▶ Texte à lire
---

Le contrôle de la parole
l'édition sans éditeurs, suite
André Schiffrin
Paris : La Fabrique éd., 2005. – 91 p. ; 20 cm.
ISBN 2-913372-35-X : 12 €
Ce court mais dense texte reprend et amplifie certaines analyses développées dans L’édition sans éditeurs, paru chez le même éditeur, et qui avait eu, lors de sa traduction française en 1999, un certain retentissement.

---

▶ Données fournies

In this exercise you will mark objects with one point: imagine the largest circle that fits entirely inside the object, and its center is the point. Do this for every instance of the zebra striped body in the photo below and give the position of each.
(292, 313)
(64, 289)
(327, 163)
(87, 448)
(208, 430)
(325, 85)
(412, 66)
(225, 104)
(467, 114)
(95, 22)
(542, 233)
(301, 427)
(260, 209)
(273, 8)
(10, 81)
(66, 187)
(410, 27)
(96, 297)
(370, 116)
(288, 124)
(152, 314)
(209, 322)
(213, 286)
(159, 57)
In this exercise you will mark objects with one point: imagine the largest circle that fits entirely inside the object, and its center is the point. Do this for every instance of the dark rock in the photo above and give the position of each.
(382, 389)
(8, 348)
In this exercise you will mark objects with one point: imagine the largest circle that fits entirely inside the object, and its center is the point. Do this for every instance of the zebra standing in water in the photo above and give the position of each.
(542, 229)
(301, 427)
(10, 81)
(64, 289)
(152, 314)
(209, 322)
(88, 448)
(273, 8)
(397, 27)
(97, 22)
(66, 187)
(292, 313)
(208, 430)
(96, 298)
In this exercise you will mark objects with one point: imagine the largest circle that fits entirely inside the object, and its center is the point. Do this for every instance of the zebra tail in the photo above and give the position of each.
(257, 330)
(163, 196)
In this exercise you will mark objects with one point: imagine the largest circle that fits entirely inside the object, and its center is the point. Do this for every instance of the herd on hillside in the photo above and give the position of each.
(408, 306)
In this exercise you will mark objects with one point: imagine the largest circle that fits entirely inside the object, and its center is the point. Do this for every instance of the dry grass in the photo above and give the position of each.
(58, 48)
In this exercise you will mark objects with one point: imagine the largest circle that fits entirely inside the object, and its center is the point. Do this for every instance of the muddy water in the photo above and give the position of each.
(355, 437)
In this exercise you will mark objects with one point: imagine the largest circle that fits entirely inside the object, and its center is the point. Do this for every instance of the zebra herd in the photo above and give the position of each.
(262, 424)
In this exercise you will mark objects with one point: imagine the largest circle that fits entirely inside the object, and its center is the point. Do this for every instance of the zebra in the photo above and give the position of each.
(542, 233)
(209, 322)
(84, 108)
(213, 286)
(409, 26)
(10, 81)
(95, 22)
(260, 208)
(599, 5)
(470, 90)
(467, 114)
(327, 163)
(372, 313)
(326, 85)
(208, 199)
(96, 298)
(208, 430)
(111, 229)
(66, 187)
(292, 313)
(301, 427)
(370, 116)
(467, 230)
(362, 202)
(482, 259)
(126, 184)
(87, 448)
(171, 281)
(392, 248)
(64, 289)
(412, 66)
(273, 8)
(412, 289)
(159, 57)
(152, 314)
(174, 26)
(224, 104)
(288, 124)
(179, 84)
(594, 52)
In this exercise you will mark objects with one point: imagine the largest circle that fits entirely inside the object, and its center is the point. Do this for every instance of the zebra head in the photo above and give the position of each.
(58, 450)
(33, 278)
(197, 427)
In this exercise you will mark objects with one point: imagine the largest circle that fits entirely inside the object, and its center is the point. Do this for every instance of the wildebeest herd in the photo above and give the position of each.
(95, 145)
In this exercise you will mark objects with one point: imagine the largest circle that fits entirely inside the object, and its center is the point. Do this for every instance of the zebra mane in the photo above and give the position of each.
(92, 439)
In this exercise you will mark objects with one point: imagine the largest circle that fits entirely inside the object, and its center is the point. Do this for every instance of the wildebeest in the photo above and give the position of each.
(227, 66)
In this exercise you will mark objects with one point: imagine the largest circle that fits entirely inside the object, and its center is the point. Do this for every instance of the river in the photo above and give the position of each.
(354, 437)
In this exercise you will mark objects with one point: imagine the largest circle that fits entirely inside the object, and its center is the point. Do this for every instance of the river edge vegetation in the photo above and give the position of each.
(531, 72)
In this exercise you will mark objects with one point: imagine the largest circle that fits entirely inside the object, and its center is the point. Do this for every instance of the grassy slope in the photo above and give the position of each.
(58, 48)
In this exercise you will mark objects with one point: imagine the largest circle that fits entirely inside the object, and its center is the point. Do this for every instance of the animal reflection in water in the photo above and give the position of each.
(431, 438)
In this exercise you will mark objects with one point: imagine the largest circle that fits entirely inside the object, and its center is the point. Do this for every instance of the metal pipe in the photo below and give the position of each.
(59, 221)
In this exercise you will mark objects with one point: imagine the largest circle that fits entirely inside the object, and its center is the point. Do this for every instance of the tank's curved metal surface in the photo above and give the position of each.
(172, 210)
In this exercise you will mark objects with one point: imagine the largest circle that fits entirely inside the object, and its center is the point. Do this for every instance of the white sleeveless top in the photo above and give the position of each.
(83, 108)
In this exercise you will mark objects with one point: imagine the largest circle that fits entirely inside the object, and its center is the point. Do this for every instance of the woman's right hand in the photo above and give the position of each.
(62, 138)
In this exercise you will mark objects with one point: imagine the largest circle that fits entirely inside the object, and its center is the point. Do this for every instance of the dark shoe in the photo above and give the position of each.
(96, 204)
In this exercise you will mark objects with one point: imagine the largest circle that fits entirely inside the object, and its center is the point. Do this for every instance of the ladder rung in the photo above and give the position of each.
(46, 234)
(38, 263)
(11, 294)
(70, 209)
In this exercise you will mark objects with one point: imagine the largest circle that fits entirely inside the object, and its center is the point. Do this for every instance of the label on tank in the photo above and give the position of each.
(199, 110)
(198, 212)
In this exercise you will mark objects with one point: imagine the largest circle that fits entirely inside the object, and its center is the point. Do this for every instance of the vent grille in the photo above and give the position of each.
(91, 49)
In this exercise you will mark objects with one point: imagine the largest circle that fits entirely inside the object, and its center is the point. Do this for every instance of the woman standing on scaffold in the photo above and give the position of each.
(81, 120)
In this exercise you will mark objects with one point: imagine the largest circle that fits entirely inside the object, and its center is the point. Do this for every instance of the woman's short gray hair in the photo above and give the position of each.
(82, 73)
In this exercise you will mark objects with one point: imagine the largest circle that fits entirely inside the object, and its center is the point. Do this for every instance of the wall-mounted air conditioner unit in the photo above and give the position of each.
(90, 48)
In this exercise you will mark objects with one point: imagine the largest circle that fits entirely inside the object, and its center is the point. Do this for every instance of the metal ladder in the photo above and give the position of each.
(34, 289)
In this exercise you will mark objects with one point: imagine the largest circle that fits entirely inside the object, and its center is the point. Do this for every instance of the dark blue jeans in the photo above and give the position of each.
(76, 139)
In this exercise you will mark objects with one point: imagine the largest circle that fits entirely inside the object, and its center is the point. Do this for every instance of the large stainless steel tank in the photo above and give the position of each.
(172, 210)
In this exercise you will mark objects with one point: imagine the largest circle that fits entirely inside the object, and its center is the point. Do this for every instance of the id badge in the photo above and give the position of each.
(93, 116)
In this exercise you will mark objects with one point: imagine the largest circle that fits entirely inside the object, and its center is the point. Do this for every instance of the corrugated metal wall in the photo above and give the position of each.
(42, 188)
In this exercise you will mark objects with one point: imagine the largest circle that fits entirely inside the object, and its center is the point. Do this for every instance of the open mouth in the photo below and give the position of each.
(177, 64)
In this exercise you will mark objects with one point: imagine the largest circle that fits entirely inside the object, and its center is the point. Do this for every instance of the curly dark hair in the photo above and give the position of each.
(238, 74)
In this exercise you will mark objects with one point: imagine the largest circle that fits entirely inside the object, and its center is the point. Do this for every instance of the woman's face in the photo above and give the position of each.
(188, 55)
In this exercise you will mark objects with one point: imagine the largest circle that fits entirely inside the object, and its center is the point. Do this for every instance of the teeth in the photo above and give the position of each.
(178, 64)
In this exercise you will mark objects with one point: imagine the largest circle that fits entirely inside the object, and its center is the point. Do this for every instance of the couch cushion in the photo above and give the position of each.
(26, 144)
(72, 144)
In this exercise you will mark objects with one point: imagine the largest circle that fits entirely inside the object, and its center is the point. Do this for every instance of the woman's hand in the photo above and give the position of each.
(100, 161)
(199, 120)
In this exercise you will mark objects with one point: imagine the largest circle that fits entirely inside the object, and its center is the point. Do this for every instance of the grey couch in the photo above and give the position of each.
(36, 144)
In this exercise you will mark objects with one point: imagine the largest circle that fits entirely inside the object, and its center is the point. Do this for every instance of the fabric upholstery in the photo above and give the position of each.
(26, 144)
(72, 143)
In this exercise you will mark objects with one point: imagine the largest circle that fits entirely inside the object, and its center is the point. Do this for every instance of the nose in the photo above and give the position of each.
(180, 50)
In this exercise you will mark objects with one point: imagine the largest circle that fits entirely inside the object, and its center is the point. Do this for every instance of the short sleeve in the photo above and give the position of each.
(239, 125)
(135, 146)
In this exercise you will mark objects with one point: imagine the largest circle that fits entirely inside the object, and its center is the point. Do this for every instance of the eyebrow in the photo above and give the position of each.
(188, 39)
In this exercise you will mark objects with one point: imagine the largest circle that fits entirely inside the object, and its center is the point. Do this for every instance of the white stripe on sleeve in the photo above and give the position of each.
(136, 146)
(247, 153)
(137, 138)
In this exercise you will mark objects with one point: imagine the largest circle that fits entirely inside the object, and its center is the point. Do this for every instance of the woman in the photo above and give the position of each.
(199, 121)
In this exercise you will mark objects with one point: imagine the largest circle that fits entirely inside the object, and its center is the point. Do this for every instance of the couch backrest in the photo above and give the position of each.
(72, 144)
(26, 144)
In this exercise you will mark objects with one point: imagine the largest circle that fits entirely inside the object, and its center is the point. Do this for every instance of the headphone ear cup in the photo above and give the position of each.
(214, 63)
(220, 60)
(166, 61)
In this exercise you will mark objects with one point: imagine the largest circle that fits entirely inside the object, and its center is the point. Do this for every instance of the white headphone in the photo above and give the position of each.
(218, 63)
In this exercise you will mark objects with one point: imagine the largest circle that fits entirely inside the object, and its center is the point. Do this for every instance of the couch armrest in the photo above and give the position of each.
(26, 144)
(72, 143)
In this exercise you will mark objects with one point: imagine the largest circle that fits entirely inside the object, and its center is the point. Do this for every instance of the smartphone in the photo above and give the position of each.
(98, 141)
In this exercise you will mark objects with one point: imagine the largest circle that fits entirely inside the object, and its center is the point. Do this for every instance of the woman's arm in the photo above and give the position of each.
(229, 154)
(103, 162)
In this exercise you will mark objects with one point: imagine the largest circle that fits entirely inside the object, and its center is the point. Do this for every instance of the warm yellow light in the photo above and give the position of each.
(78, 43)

---

▶ Consignes
- 1) D'après le texte sur l'ouvrage Le contrôle de la parole, en quelle année L'édition sans éditeurs a-t-il été traduit en français ?
- 2) Poursuivez le texte sur l'ouvrage Le contrôle de la parole à partir de sa dernière phrase.

▶ Corrigé
- 1) En 1999.

- 2)
État des lieux de l’édition et de la librairie
André Schiffrin – fils du fondateur de la « Pléiade », Jacques Schiffrin, qui a dû émigrer aux États-Unis en 1941 – avait, au long de cet ouvrage, décrit sa carrière d’éditeur, et la violence avec laquelle les milieux éditoriaux américains ont accueilli d’abord et épousé ensuite les stratégies financières de l’entreprise industrielle. Il se terminait, pour notre continent, sur une note d’optimisme : « La bataille n’est pas complètement perdue.[…] L’affaire n’est pas réglée en Europe où certaines forces archaïques comme l’esprit de clocher et le nationalisme, si éloignées de l’idéal démocratique, peuvent être d’utiles alliées. Dans les décisions de la Commission européenne, dans les débats parlementaires, dans les conférences éditoriales de chaque maison d’édition, mais par-dessus tout, dans l’esprit de la population, le combat continue.[…] Le résultat est de la plus grande importance, car les enjeux nous concernent tous. »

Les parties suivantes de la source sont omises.